**Exercise**
Copy every line from the one containing "the wet dark" through the last line of the records below, both included, and nothing else.

## BEGIN Data records

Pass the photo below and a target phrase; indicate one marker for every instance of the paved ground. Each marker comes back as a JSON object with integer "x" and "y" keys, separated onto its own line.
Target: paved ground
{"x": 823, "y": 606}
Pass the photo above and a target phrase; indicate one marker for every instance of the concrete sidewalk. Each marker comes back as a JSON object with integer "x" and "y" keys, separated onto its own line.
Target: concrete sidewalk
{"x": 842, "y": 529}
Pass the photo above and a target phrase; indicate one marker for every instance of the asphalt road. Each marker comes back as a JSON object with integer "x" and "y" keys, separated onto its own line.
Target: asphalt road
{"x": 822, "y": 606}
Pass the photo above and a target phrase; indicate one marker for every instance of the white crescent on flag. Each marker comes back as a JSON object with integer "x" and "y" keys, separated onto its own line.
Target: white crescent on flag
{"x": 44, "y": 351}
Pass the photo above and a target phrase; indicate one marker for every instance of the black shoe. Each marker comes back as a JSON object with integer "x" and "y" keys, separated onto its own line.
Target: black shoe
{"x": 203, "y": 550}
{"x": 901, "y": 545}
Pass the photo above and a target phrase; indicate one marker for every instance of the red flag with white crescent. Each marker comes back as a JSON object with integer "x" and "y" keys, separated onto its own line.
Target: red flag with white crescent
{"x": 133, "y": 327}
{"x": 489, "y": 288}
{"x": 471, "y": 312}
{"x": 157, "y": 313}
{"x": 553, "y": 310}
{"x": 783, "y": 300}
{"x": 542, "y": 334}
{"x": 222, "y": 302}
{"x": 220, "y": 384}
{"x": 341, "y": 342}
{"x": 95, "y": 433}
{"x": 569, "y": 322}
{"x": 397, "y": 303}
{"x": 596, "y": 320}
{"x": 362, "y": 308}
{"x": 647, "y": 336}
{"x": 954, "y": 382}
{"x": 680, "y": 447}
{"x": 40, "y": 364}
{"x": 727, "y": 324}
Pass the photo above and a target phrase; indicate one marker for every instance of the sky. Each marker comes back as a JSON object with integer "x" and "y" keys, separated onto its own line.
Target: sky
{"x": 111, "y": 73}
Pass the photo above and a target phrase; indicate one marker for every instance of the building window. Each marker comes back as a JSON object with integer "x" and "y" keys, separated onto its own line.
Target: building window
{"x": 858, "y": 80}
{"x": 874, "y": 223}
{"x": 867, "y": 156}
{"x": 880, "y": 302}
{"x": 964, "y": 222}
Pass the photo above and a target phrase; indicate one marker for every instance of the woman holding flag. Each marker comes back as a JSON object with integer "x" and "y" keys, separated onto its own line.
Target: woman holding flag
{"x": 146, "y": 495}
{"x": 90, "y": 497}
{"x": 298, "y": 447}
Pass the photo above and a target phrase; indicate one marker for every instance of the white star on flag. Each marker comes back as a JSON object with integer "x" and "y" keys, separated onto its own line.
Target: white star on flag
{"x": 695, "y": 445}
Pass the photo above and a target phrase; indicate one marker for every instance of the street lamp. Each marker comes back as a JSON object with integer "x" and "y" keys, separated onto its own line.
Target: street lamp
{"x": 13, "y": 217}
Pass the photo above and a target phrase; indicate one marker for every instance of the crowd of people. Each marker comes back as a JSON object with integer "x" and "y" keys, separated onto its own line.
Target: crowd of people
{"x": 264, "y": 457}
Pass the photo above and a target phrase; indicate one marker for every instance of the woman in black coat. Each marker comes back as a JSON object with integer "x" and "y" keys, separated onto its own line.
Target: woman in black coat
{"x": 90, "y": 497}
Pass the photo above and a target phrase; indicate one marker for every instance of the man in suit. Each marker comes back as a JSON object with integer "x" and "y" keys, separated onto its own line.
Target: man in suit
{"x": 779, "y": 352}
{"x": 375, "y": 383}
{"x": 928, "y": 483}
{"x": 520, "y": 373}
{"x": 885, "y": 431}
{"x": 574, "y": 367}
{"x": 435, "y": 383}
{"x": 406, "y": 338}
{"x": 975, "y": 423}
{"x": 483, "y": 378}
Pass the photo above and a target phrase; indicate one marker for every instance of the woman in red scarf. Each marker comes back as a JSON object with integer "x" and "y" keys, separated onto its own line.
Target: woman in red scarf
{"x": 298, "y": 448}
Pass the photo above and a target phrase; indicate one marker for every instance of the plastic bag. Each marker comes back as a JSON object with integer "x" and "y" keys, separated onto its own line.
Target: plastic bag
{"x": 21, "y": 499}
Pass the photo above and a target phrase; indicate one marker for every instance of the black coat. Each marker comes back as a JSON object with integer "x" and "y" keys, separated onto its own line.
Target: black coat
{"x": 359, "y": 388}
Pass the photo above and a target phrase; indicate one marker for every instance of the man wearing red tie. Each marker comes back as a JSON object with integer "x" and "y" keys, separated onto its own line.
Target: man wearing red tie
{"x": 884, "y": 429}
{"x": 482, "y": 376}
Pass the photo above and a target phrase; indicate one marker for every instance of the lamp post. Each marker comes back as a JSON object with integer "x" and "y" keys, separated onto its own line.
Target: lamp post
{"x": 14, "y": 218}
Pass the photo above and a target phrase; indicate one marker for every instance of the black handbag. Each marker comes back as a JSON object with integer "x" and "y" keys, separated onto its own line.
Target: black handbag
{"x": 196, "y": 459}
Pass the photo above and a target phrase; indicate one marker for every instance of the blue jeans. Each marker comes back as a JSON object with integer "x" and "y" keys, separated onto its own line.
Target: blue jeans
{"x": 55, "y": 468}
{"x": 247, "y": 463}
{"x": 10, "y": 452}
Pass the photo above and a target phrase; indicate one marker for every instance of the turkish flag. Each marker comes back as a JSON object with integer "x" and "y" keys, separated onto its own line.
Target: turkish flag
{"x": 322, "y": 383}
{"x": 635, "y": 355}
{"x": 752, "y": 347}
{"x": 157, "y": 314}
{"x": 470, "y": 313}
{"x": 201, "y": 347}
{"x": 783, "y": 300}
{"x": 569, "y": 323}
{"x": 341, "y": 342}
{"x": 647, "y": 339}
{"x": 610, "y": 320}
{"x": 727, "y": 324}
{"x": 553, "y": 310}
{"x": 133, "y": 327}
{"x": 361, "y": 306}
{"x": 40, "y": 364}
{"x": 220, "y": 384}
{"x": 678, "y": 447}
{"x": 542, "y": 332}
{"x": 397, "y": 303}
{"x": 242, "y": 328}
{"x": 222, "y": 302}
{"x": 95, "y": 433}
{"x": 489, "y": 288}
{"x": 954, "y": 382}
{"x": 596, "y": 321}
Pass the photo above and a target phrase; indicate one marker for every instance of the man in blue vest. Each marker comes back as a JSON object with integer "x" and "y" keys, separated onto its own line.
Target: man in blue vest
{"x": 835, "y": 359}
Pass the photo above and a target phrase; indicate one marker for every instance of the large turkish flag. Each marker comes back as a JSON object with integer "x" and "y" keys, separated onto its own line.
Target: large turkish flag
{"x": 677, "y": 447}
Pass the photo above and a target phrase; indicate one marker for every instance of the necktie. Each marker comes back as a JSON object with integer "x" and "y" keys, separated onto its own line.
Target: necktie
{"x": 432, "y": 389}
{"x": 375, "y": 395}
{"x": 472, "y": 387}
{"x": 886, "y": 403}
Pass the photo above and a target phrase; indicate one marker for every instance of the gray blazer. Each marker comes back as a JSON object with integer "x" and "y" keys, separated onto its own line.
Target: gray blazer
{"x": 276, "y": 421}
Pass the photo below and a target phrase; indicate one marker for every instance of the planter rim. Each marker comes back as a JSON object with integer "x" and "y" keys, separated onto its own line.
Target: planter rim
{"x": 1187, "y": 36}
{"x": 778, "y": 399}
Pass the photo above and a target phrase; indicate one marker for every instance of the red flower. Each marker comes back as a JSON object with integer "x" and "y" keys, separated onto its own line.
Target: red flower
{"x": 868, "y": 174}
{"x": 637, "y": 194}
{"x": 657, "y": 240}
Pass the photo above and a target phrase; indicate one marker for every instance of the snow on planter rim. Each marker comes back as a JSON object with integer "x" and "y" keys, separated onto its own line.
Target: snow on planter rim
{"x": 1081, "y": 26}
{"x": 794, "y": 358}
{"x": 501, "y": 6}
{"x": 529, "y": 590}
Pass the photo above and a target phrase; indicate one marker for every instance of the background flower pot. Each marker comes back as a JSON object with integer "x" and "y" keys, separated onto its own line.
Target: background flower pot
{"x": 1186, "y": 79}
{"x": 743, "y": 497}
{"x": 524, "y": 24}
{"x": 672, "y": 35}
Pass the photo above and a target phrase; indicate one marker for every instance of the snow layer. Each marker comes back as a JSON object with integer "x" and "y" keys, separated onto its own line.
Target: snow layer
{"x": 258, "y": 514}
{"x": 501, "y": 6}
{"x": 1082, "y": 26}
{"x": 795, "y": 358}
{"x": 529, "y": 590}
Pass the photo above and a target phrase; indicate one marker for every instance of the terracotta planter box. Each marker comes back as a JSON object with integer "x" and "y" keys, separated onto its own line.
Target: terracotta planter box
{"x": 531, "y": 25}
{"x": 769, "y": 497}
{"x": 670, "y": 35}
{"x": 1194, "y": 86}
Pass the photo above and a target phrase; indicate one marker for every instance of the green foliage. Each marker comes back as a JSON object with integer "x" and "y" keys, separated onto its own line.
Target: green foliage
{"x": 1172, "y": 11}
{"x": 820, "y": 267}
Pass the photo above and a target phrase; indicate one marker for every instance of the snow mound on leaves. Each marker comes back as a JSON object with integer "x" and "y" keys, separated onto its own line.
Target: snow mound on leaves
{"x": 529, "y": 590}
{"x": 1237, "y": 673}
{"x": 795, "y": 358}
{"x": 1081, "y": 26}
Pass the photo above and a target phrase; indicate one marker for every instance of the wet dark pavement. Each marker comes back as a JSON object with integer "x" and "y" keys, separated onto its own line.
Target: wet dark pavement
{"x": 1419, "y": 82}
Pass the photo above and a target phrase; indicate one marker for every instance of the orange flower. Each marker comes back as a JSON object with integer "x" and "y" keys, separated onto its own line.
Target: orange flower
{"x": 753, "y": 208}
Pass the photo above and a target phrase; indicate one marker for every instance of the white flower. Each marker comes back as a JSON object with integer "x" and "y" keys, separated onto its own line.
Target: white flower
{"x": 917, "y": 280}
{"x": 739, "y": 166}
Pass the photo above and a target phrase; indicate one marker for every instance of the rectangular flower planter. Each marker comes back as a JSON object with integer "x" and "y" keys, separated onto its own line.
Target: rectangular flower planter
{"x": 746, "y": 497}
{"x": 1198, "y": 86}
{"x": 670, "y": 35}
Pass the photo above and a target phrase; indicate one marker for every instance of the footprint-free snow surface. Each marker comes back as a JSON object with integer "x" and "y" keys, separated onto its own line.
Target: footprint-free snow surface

## END Data records

**Solution**
Pass the photo above and a target phrase; indicate one marker for every instance of the wet dark pavement. Each marker comes back as a JSON object with integer "x" and "y" keys, separated onto its own line.
Target: wet dark pavement
{"x": 1419, "y": 82}
Pass the photo above and a target phrase; indicate one marker for every instance of the orange flower. Each marker comes back as a JSON object with integer "x" and "y" keys, separated onto its own line.
Target: orange flower
{"x": 753, "y": 208}
Pass the photo above and a target phrase; indicate one marker for every instance of the white flower. Each marker comes back as a JSON object with integer "x" and "y" keys, separated onto its own line.
Target: white flower
{"x": 917, "y": 280}
{"x": 739, "y": 166}
Pass the photo above and a target phrase; indicate one marker for every instance of the rectangular flower planter. Each marker comes back as a JSON object with integer "x" and "y" keys, separated onto its own line.
Target: rectangular flower planter
{"x": 746, "y": 497}
{"x": 1198, "y": 86}
{"x": 670, "y": 35}
Pass the photo above and a target phrase; indicate one marker for every instance of the footprint-free snow surface. Each marker comes back as a JSON object with integer "x" and "y" keys, separated onto its own line.
Target: footprint-free snow surface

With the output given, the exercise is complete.